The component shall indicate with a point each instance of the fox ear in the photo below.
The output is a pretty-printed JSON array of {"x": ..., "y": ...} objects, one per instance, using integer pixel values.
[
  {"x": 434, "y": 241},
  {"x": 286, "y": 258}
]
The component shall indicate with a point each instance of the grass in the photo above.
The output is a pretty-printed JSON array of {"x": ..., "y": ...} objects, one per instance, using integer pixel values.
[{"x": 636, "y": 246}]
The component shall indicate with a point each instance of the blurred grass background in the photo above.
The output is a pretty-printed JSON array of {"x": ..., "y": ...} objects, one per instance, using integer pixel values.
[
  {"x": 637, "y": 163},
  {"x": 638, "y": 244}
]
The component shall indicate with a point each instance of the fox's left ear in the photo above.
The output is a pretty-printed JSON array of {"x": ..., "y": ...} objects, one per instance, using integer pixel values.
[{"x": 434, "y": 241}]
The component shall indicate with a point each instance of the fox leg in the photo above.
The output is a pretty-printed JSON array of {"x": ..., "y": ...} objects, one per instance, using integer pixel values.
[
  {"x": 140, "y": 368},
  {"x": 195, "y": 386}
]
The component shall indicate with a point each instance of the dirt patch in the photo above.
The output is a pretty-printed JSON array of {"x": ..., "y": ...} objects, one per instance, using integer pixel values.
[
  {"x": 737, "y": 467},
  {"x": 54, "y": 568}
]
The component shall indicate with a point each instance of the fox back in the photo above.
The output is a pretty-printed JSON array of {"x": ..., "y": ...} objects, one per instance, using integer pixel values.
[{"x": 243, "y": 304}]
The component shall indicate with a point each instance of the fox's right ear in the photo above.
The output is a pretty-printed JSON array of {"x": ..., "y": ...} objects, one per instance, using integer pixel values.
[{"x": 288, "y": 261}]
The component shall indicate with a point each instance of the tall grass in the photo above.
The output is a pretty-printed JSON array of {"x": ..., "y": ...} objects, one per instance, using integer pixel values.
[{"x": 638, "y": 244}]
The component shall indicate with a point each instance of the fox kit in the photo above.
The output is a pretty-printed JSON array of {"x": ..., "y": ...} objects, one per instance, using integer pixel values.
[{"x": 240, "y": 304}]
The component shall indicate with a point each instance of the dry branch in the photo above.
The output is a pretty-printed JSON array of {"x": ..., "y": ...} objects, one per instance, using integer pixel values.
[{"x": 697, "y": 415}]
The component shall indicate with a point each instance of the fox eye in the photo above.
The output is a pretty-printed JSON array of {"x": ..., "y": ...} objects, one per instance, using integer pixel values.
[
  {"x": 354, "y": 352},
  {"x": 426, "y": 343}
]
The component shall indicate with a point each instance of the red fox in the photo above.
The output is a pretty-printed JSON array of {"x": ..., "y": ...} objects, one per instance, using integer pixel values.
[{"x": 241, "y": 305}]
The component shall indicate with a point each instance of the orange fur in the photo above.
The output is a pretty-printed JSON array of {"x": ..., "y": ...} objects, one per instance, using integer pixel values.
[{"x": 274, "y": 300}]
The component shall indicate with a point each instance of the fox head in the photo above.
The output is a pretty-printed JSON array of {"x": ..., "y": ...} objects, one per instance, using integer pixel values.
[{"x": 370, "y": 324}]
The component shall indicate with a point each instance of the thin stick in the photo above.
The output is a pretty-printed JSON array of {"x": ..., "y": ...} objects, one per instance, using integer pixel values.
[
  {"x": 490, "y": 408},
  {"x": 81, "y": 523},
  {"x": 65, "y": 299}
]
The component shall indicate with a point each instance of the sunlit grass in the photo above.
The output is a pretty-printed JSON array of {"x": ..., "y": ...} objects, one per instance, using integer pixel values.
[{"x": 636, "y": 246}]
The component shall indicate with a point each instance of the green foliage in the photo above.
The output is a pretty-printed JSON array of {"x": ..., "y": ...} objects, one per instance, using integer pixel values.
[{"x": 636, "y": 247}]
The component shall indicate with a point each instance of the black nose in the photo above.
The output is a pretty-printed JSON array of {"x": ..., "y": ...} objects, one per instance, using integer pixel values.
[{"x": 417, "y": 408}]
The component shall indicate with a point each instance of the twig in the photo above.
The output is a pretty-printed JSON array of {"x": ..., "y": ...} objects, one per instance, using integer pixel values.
::::::::::
* **WHAT YOU SHOULD DO**
Output the full set of entries exactly as they were given.

* **YOUR RESPONSE**
The component shall indicate with a point each instance of the fox ear in the photo below.
The output is a pretty-printed JSON array of {"x": ..., "y": ...} objects, one per instance, using integer pixel values.
[
  {"x": 434, "y": 241},
  {"x": 286, "y": 258}
]
The component shall indicate with a point each instance of the grass in the photo above.
The output is a pretty-printed JSON array of {"x": ..., "y": ...} objects, one per instance, using integer pixel values.
[{"x": 636, "y": 246}]
The component shall indicate with a point each instance of the blurred grass background in the photo above.
The output is a pretty-printed JSON array of {"x": ..., "y": ...} objects, one per instance, using integer pixel values.
[
  {"x": 637, "y": 163},
  {"x": 638, "y": 244}
]
The component shall indicate with a point each instance of the fox's left ear in the photo above.
The output is a pretty-printed JSON array of {"x": ..., "y": ...} objects, one per instance, using integer pixel values.
[{"x": 434, "y": 241}]
The component shall indicate with a point each instance of the fox leg in the photo above.
The output is a pretty-printed JSON array of {"x": ..., "y": ...} objects, one per instance, using integer pixel values.
[
  {"x": 140, "y": 368},
  {"x": 195, "y": 386}
]
The component shall indicate with a point each instance of the dirt patch in the photo above.
The output is a pretty-printed JSON array of {"x": ..., "y": ...} objects, one per instance, using integer pixel values.
[
  {"x": 737, "y": 467},
  {"x": 54, "y": 568}
]
The component shall indicate with a point each instance of the fox back in the photo above.
The output is a pretty-printed JSON array of {"x": ..., "y": ...} objects, one per instance, using integer pixel values.
[{"x": 243, "y": 304}]
The component shall indicate with a point each instance of the fox's right ear in the photo above.
The output is a pretty-printed JSON array of {"x": ..., "y": ...} objects, one per instance, using integer pixel values.
[{"x": 288, "y": 261}]
The component shall indicate with a point each instance of the tall grass in the photo above.
The output is a pretty-printed JSON array of {"x": ..., "y": ...} objects, one per instance, using integer pixel values.
[{"x": 638, "y": 244}]
The component shall indicate with a point each instance of the fox kit in the photo above.
The output is a pretty-printed JSON array of {"x": ..., "y": ...} objects, one per instance, using integer pixel values.
[{"x": 240, "y": 304}]
The component shall indicate with a point each instance of the dry branch in the photo above.
The output is a pretty-printed JSON array of {"x": ..., "y": ...} objects, one per instance, using integer pixel values.
[{"x": 697, "y": 415}]
The component shall indicate with a point each instance of the fox eye in the photo above.
The output is a pretty-printed JSON array of {"x": ..., "y": ...} objects, one per instance, using integer pixel values.
[
  {"x": 354, "y": 352},
  {"x": 426, "y": 343}
]
The component shall indicate with a point each instance of the red fox in the photo above.
The output is a pretty-printed JSON array of {"x": ..., "y": ...} objects, one per instance, using integer pixel values.
[{"x": 241, "y": 305}]
The component shall indicate with a point each instance of the orange fur in the photo above.
The output is a pretty-printed JSON array of {"x": ..., "y": ...} objects, one per instance, using integer pixel values.
[{"x": 274, "y": 300}]
The component shall indicate with a point each instance of the fox head in the photo above.
The output is a pretty-printed JSON array of {"x": ..., "y": ...} objects, one per instance, using integer pixel values.
[{"x": 370, "y": 324}]
The component shall indicate with a point each instance of the thin stick in the photo above.
The output is a pretty-printed JSON array of {"x": ..., "y": ...} objects, one per instance, using integer pixel values.
[
  {"x": 490, "y": 408},
  {"x": 81, "y": 523},
  {"x": 65, "y": 299}
]
The component shall indicate with a point each instance of the sunlit grass in the photo above.
The output is a pretty-printed JSON array of {"x": ..., "y": ...} objects, one per instance, using integer pixel values.
[{"x": 636, "y": 246}]
The component shall indicate with a point each instance of the green foliage in the photo above.
The output is a pretty-printed JSON array of {"x": ..., "y": ...} objects, one per instance, using integer pixel values.
[{"x": 636, "y": 247}]
The component shall indicate with a point each instance of the black nose in the photo above.
The output is a pretty-printed JSON array of {"x": ..., "y": ...} objects, one per instance, using integer pixel values.
[{"x": 417, "y": 408}]
The component shall indicate with a point each instance of the twig in the photo above.
The output is a pretty-printed JSON array of {"x": ..., "y": ...} objects, one per instance, using integer pixel values.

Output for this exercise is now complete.